### REQUIRED TASK
Pull out each line of the entries below that contains the word "floor". Case counts.
___ PROVIDED DATA
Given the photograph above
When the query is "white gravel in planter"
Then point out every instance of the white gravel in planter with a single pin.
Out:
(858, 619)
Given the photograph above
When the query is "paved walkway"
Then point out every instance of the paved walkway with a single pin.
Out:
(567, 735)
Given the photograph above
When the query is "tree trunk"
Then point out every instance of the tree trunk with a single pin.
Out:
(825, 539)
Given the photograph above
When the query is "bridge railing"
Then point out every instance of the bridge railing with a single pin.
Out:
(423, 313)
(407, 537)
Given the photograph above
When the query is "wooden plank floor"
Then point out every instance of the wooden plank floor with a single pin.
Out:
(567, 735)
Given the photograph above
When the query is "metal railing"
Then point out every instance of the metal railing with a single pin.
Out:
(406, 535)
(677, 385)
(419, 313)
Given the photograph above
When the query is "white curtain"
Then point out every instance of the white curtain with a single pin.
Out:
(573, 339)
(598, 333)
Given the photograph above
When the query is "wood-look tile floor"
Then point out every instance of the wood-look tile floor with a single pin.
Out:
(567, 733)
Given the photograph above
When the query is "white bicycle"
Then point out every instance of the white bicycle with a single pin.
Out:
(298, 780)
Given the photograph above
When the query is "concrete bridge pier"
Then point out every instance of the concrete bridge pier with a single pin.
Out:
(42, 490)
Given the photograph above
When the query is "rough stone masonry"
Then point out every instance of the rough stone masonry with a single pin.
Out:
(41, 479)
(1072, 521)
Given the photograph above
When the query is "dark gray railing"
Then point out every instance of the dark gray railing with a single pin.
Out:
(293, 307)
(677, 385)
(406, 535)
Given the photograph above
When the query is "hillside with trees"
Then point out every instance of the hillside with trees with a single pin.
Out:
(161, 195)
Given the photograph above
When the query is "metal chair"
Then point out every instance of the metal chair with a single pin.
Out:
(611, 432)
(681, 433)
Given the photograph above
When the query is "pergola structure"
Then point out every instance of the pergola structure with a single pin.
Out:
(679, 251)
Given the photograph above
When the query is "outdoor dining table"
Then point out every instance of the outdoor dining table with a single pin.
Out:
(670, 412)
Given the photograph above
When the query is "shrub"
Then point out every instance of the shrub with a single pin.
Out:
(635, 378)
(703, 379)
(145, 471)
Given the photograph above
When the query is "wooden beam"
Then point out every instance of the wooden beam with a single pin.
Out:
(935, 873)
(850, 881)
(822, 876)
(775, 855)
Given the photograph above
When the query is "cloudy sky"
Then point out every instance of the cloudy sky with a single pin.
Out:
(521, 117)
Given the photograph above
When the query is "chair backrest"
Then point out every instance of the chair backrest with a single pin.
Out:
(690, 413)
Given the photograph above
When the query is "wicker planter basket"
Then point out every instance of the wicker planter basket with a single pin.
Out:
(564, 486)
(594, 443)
______
### CORRECT ANSWER
When the query is "wooden plank floor"
Then point out every instance of the wooden plank floor with a single pin.
When the query is "wood-look tile floor"
Then point out every instance of the wood-look tile floor with a single pin.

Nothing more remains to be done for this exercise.